RECORD EXCERPTS:
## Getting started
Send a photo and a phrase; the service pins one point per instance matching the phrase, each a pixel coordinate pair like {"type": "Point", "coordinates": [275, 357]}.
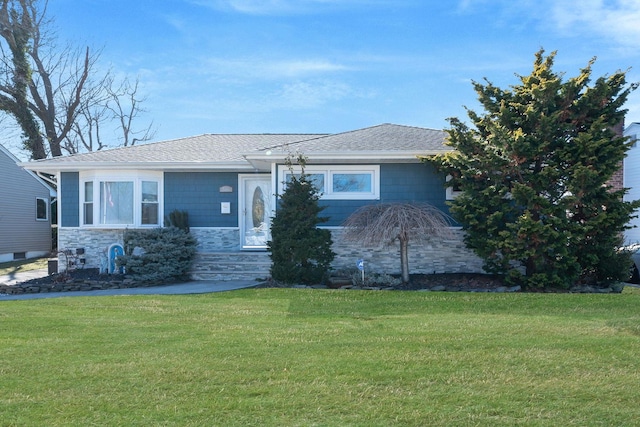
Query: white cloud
{"type": "Point", "coordinates": [259, 68]}
{"type": "Point", "coordinates": [285, 7]}
{"type": "Point", "coordinates": [311, 94]}
{"type": "Point", "coordinates": [617, 20]}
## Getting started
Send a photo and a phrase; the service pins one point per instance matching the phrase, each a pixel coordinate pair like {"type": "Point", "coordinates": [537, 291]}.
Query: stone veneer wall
{"type": "Point", "coordinates": [217, 239]}
{"type": "Point", "coordinates": [440, 256]}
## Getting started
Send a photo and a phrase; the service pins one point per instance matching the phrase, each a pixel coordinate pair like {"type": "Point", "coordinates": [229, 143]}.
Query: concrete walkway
{"type": "Point", "coordinates": [195, 287]}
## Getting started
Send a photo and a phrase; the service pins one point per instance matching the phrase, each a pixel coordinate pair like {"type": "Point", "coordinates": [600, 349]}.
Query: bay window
{"type": "Point", "coordinates": [346, 182]}
{"type": "Point", "coordinates": [121, 199]}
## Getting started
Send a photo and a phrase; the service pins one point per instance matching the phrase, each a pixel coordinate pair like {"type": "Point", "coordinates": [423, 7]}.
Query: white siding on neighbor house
{"type": "Point", "coordinates": [632, 179]}
{"type": "Point", "coordinates": [20, 232]}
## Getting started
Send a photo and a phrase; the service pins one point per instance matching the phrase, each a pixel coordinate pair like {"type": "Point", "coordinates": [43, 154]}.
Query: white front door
{"type": "Point", "coordinates": [256, 209]}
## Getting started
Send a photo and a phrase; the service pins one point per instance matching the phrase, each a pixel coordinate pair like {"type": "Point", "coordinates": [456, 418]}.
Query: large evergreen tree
{"type": "Point", "coordinates": [533, 173]}
{"type": "Point", "coordinates": [300, 252]}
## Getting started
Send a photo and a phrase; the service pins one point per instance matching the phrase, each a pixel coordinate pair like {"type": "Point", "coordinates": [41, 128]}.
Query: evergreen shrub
{"type": "Point", "coordinates": [158, 255]}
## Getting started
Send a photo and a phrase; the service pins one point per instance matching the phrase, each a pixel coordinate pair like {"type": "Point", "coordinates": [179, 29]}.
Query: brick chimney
{"type": "Point", "coordinates": [617, 179]}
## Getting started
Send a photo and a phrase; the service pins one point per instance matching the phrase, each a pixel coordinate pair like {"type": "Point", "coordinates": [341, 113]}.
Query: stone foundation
{"type": "Point", "coordinates": [430, 257]}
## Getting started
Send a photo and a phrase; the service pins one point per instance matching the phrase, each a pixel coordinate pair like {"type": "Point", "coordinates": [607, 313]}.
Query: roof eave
{"type": "Point", "coordinates": [349, 156]}
{"type": "Point", "coordinates": [167, 166]}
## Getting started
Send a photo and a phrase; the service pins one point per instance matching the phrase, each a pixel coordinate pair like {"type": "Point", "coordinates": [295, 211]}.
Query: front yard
{"type": "Point", "coordinates": [322, 357]}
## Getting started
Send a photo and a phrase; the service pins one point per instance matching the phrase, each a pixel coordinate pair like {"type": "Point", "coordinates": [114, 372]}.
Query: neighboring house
{"type": "Point", "coordinates": [228, 184]}
{"type": "Point", "coordinates": [631, 179]}
{"type": "Point", "coordinates": [25, 214]}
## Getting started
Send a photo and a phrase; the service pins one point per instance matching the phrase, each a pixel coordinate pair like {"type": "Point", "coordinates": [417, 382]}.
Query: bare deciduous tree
{"type": "Point", "coordinates": [117, 103]}
{"type": "Point", "coordinates": [55, 93]}
{"type": "Point", "coordinates": [385, 223]}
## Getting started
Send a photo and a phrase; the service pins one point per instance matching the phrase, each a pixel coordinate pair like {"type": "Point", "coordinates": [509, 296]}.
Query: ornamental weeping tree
{"type": "Point", "coordinates": [300, 251]}
{"type": "Point", "coordinates": [533, 172]}
{"type": "Point", "coordinates": [385, 223]}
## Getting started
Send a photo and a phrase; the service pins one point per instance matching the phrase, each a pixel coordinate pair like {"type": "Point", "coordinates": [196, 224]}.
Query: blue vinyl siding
{"type": "Point", "coordinates": [199, 194]}
{"type": "Point", "coordinates": [398, 183]}
{"type": "Point", "coordinates": [70, 196]}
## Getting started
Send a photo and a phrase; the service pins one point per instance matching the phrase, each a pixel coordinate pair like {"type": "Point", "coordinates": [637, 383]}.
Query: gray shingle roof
{"type": "Point", "coordinates": [385, 138]}
{"type": "Point", "coordinates": [208, 148]}
{"type": "Point", "coordinates": [232, 150]}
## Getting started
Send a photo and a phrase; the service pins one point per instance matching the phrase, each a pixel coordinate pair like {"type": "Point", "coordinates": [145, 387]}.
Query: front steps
{"type": "Point", "coordinates": [225, 266]}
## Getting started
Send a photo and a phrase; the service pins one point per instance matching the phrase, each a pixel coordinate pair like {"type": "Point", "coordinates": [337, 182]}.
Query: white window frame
{"type": "Point", "coordinates": [46, 209]}
{"type": "Point", "coordinates": [328, 171]}
{"type": "Point", "coordinates": [450, 192]}
{"type": "Point", "coordinates": [136, 177]}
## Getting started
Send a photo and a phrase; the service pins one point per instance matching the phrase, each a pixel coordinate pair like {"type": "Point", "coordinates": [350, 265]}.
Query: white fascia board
{"type": "Point", "coordinates": [164, 166]}
{"type": "Point", "coordinates": [346, 156]}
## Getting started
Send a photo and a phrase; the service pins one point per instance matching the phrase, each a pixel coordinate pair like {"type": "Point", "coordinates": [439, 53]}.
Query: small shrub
{"type": "Point", "coordinates": [158, 255]}
{"type": "Point", "coordinates": [370, 279]}
{"type": "Point", "coordinates": [179, 219]}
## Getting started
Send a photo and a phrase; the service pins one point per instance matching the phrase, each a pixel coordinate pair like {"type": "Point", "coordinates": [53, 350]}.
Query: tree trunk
{"type": "Point", "coordinates": [404, 259]}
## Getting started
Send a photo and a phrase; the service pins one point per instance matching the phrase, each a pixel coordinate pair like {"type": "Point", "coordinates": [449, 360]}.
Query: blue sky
{"type": "Point", "coordinates": [289, 66]}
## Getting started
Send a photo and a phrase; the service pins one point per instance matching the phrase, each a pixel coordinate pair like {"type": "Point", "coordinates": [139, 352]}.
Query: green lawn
{"type": "Point", "coordinates": [22, 265]}
{"type": "Point", "coordinates": [284, 357]}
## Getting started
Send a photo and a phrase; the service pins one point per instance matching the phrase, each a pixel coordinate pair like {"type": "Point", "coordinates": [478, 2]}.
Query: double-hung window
{"type": "Point", "coordinates": [121, 199]}
{"type": "Point", "coordinates": [340, 182]}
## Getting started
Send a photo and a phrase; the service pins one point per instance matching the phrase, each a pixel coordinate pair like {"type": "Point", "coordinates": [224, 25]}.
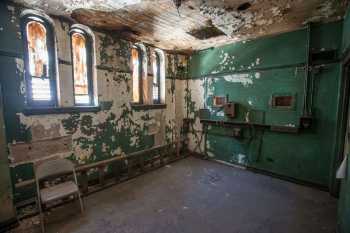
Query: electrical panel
{"type": "Point", "coordinates": [230, 109]}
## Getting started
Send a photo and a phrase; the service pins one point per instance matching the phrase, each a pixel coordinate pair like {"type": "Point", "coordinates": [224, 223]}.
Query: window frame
{"type": "Point", "coordinates": [89, 63]}
{"type": "Point", "coordinates": [140, 73]}
{"type": "Point", "coordinates": [52, 61]}
{"type": "Point", "coordinates": [157, 61]}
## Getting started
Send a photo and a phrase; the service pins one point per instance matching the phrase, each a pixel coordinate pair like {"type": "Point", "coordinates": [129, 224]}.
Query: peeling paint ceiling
{"type": "Point", "coordinates": [158, 23]}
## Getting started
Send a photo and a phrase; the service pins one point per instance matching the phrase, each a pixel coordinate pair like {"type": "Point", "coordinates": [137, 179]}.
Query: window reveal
{"type": "Point", "coordinates": [38, 60]}
{"type": "Point", "coordinates": [156, 78]}
{"type": "Point", "coordinates": [80, 72]}
{"type": "Point", "coordinates": [136, 76]}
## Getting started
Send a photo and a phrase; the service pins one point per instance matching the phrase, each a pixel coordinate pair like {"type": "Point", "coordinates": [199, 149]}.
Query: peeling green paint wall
{"type": "Point", "coordinates": [250, 73]}
{"type": "Point", "coordinates": [114, 131]}
{"type": "Point", "coordinates": [344, 198]}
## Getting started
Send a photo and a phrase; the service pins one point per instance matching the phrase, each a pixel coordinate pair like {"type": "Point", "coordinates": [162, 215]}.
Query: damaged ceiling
{"type": "Point", "coordinates": [200, 24]}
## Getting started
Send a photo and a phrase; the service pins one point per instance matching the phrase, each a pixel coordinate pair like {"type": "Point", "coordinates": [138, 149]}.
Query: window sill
{"type": "Point", "coordinates": [58, 110]}
{"type": "Point", "coordinates": [136, 106]}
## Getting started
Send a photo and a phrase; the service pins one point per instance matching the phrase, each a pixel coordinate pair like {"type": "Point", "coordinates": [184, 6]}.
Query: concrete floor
{"type": "Point", "coordinates": [192, 196]}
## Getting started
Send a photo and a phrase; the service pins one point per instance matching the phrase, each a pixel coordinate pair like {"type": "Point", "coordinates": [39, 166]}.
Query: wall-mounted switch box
{"type": "Point", "coordinates": [204, 113]}
{"type": "Point", "coordinates": [237, 133]}
{"type": "Point", "coordinates": [230, 109]}
{"type": "Point", "coordinates": [219, 101]}
{"type": "Point", "coordinates": [306, 122]}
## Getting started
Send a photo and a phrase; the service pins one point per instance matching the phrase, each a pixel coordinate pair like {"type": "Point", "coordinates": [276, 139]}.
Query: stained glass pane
{"type": "Point", "coordinates": [37, 49]}
{"type": "Point", "coordinates": [81, 87]}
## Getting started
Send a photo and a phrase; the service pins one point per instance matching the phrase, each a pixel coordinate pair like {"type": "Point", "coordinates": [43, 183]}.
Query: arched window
{"type": "Point", "coordinates": [40, 59]}
{"type": "Point", "coordinates": [158, 87]}
{"type": "Point", "coordinates": [136, 61]}
{"type": "Point", "coordinates": [82, 53]}
{"type": "Point", "coordinates": [139, 74]}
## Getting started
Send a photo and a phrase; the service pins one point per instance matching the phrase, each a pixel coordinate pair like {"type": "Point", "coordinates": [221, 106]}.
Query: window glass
{"type": "Point", "coordinates": [80, 72]}
{"type": "Point", "coordinates": [135, 57]}
{"type": "Point", "coordinates": [38, 60]}
{"type": "Point", "coordinates": [156, 78]}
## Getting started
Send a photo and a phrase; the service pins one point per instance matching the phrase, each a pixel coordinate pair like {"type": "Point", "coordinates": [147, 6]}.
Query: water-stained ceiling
{"type": "Point", "coordinates": [200, 24]}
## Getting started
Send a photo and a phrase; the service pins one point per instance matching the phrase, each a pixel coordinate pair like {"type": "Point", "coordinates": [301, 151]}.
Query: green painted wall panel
{"type": "Point", "coordinates": [344, 199]}
{"type": "Point", "coordinates": [305, 156]}
{"type": "Point", "coordinates": [288, 48]}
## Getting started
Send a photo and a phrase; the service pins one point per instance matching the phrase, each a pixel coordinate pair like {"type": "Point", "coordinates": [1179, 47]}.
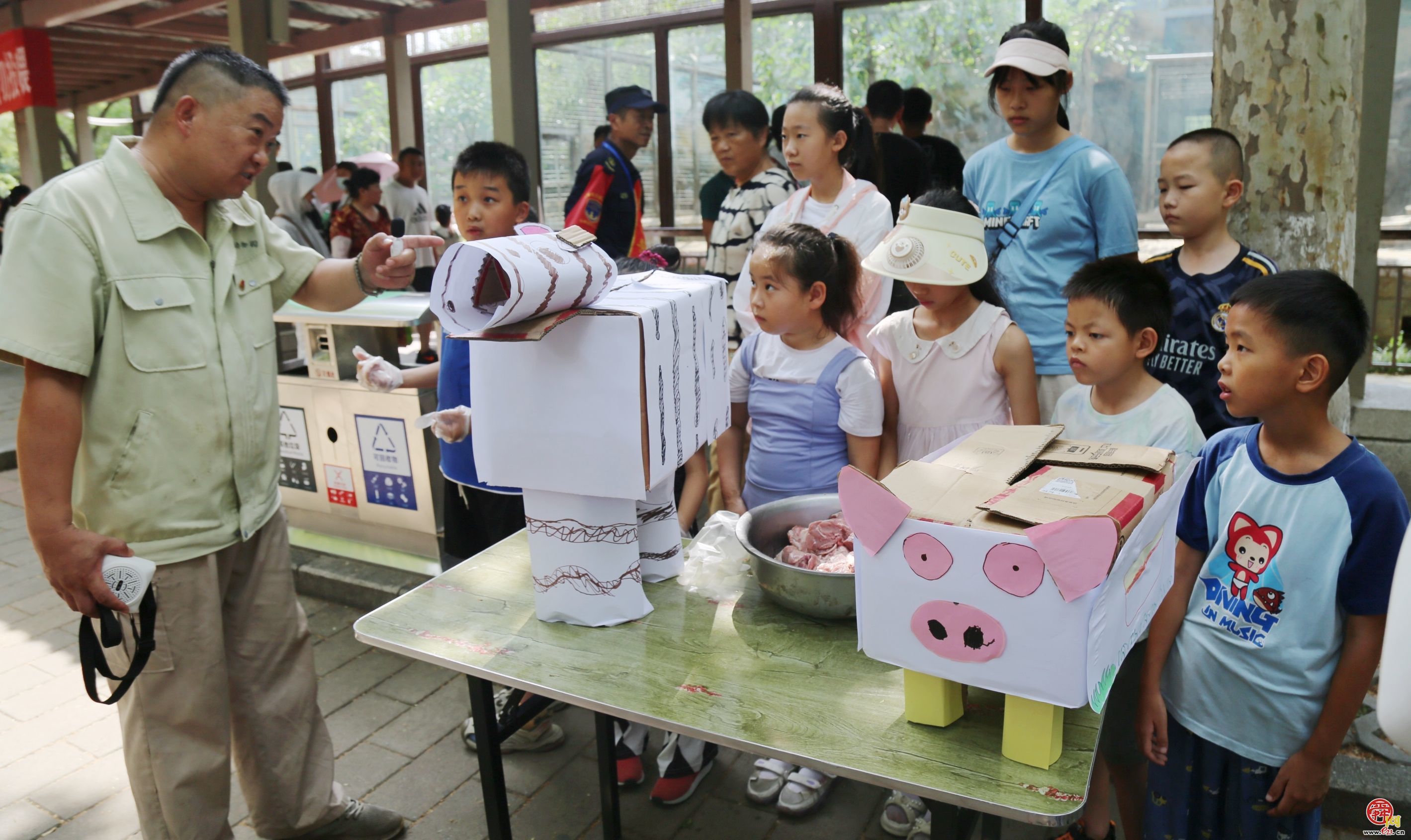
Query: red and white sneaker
{"type": "Point", "coordinates": [679, 790]}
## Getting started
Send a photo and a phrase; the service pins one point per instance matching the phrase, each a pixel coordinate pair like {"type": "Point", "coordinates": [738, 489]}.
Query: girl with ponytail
{"type": "Point", "coordinates": [1050, 199]}
{"type": "Point", "coordinates": [814, 404]}
{"type": "Point", "coordinates": [829, 143]}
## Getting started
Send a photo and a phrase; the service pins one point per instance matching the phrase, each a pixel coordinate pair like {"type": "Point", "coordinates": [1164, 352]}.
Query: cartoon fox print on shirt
{"type": "Point", "coordinates": [1243, 589]}
{"type": "Point", "coordinates": [1250, 548]}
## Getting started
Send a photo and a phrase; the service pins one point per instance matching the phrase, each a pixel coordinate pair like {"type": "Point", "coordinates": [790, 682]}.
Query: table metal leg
{"type": "Point", "coordinates": [607, 778]}
{"type": "Point", "coordinates": [492, 767]}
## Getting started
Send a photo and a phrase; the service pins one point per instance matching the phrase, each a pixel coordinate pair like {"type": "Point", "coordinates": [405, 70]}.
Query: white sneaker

EXERCISE:
How many lines of the listing above contain the word "frame"? Reply with the number alone.

RESPONSE FOR THIS EXERCISE:
2